**About this exercise**
Scan the records below. Copy every line in which the word "wooden" appears.

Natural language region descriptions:

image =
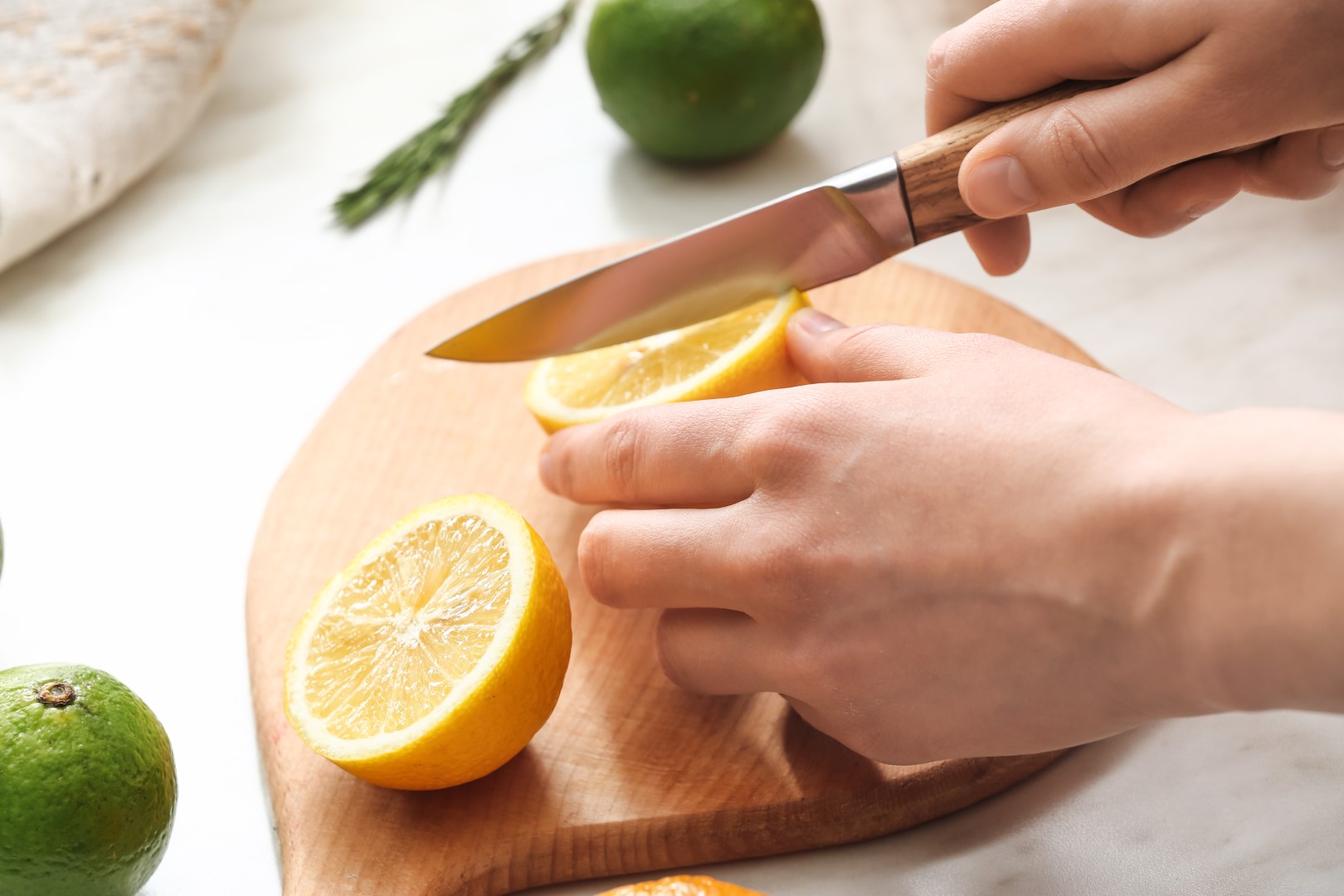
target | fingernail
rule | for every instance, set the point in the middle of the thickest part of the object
(1199, 210)
(1001, 188)
(543, 469)
(813, 321)
(1332, 147)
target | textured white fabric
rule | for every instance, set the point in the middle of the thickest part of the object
(91, 95)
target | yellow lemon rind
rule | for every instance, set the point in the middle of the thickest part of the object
(494, 709)
(758, 363)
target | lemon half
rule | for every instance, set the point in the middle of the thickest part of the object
(733, 355)
(437, 653)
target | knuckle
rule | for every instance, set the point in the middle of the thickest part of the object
(981, 347)
(782, 440)
(863, 345)
(670, 640)
(621, 453)
(1075, 148)
(592, 561)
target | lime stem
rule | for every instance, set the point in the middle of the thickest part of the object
(56, 694)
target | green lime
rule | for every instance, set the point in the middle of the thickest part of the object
(704, 80)
(86, 785)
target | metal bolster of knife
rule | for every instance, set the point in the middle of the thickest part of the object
(877, 193)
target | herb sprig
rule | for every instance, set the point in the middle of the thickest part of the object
(407, 168)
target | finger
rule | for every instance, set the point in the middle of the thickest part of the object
(667, 558)
(1166, 202)
(1298, 165)
(714, 652)
(1001, 246)
(1105, 140)
(683, 455)
(1015, 49)
(827, 351)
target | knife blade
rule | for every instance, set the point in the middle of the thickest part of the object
(804, 240)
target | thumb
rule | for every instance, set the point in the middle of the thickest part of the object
(827, 351)
(1097, 143)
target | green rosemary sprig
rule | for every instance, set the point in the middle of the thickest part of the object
(407, 167)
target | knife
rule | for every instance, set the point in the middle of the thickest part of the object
(806, 240)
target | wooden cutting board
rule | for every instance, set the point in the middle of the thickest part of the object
(631, 774)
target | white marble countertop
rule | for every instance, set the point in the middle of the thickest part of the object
(160, 364)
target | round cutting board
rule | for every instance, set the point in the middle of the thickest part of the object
(631, 774)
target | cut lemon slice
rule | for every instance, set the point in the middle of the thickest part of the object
(682, 885)
(437, 653)
(733, 355)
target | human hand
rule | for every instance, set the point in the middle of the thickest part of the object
(947, 546)
(1209, 78)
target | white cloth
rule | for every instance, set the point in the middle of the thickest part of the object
(91, 95)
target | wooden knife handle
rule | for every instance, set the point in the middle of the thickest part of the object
(929, 169)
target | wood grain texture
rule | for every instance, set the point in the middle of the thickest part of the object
(631, 774)
(930, 168)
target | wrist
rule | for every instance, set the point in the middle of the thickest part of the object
(1255, 559)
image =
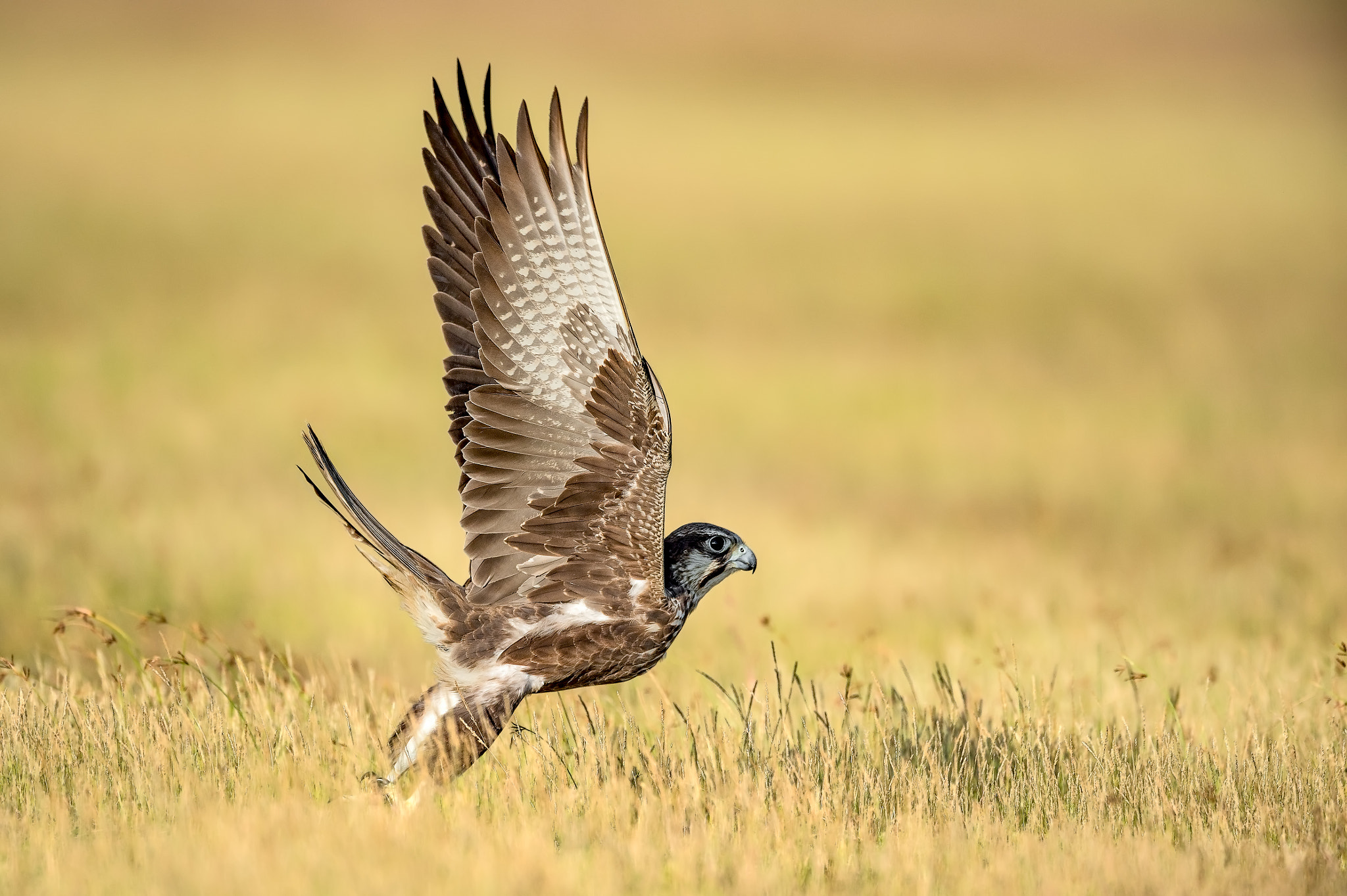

**Written reply**
target | wooden cutting board
target | wooden knife handle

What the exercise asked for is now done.